§ Problem
Your answer must be an exact transcription of every record.

* * *

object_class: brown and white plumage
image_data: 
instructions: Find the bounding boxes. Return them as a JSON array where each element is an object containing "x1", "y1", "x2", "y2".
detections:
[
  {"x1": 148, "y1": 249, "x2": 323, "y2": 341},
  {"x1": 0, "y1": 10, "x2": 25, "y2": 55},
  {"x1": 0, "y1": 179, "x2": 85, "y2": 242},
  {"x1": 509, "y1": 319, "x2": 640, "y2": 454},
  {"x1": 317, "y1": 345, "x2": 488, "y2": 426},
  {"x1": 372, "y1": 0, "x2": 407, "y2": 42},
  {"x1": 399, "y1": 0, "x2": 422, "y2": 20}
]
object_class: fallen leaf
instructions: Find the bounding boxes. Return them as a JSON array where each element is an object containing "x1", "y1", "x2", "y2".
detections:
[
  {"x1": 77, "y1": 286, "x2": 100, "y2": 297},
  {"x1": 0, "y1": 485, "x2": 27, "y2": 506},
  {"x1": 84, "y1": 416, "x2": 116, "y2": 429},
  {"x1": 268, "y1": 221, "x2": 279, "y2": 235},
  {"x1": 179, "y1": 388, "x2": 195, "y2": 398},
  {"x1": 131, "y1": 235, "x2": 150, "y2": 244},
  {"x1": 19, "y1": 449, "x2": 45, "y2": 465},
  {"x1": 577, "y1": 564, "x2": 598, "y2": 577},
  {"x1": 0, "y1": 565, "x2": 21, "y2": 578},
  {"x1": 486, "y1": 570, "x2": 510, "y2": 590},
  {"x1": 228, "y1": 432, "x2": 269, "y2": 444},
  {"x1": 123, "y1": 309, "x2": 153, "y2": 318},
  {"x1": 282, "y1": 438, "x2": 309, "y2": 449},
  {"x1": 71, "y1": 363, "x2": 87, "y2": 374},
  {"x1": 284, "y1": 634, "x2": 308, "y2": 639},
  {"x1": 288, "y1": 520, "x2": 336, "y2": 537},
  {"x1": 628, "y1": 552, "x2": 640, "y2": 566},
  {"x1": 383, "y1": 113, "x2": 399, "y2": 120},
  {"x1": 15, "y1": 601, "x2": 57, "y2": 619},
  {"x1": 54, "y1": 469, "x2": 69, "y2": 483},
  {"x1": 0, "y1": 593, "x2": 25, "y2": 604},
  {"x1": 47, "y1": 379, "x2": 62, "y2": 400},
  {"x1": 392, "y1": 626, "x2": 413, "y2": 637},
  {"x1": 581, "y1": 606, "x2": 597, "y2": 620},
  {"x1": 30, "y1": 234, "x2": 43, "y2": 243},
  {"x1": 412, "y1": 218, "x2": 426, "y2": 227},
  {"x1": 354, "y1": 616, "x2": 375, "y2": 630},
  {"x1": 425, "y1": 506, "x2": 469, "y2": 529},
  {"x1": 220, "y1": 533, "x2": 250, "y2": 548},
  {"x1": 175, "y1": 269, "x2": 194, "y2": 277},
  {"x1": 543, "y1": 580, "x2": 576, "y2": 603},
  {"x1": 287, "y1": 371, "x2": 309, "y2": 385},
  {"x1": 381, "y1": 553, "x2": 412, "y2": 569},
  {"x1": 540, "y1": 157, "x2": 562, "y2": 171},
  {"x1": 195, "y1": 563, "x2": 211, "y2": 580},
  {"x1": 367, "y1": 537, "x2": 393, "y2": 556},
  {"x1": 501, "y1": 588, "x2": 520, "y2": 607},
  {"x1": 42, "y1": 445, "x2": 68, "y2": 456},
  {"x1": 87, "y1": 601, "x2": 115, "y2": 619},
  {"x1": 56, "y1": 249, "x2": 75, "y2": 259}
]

* * *

§ Solution for this task
object_class: brown and white plumage
image_data: 
instructions: Find the bounding boxes. Return them as a JSON array where each element is an object containing "x1", "y1", "x2", "y2".
detections:
[
  {"x1": 148, "y1": 249, "x2": 323, "y2": 341},
  {"x1": 0, "y1": 10, "x2": 25, "y2": 55},
  {"x1": 0, "y1": 179, "x2": 85, "y2": 242},
  {"x1": 509, "y1": 319, "x2": 640, "y2": 454},
  {"x1": 317, "y1": 345, "x2": 488, "y2": 426},
  {"x1": 372, "y1": 0, "x2": 407, "y2": 42},
  {"x1": 399, "y1": 0, "x2": 422, "y2": 20}
]
object_class: fallen leaf
instructions: Find the bounding boxes. Return them as a JSON array where each element is an object containing "x1", "y1", "x2", "y2".
detections:
[
  {"x1": 77, "y1": 286, "x2": 100, "y2": 297},
  {"x1": 0, "y1": 485, "x2": 27, "y2": 506},
  {"x1": 84, "y1": 416, "x2": 116, "y2": 429},
  {"x1": 268, "y1": 221, "x2": 279, "y2": 235},
  {"x1": 179, "y1": 388, "x2": 195, "y2": 398},
  {"x1": 131, "y1": 235, "x2": 150, "y2": 244},
  {"x1": 19, "y1": 449, "x2": 45, "y2": 465},
  {"x1": 577, "y1": 564, "x2": 598, "y2": 577},
  {"x1": 0, "y1": 565, "x2": 21, "y2": 578},
  {"x1": 486, "y1": 570, "x2": 510, "y2": 590},
  {"x1": 228, "y1": 432, "x2": 269, "y2": 444},
  {"x1": 123, "y1": 309, "x2": 153, "y2": 318},
  {"x1": 282, "y1": 438, "x2": 309, "y2": 449},
  {"x1": 71, "y1": 363, "x2": 87, "y2": 374},
  {"x1": 284, "y1": 634, "x2": 308, "y2": 639},
  {"x1": 288, "y1": 520, "x2": 336, "y2": 537},
  {"x1": 628, "y1": 552, "x2": 640, "y2": 566},
  {"x1": 383, "y1": 113, "x2": 399, "y2": 120},
  {"x1": 15, "y1": 601, "x2": 57, "y2": 619},
  {"x1": 54, "y1": 469, "x2": 69, "y2": 483},
  {"x1": 0, "y1": 593, "x2": 25, "y2": 604},
  {"x1": 47, "y1": 379, "x2": 62, "y2": 400},
  {"x1": 392, "y1": 626, "x2": 413, "y2": 637},
  {"x1": 581, "y1": 606, "x2": 597, "y2": 620},
  {"x1": 30, "y1": 234, "x2": 43, "y2": 243},
  {"x1": 412, "y1": 218, "x2": 426, "y2": 227},
  {"x1": 354, "y1": 616, "x2": 375, "y2": 630},
  {"x1": 425, "y1": 506, "x2": 469, "y2": 529},
  {"x1": 220, "y1": 533, "x2": 250, "y2": 548},
  {"x1": 175, "y1": 269, "x2": 194, "y2": 277},
  {"x1": 543, "y1": 580, "x2": 576, "y2": 603},
  {"x1": 287, "y1": 371, "x2": 309, "y2": 385},
  {"x1": 381, "y1": 553, "x2": 412, "y2": 569},
  {"x1": 540, "y1": 157, "x2": 562, "y2": 171},
  {"x1": 195, "y1": 563, "x2": 211, "y2": 580},
  {"x1": 367, "y1": 537, "x2": 393, "y2": 556},
  {"x1": 501, "y1": 588, "x2": 520, "y2": 607},
  {"x1": 42, "y1": 445, "x2": 68, "y2": 456},
  {"x1": 87, "y1": 601, "x2": 115, "y2": 619},
  {"x1": 56, "y1": 249, "x2": 75, "y2": 259}
]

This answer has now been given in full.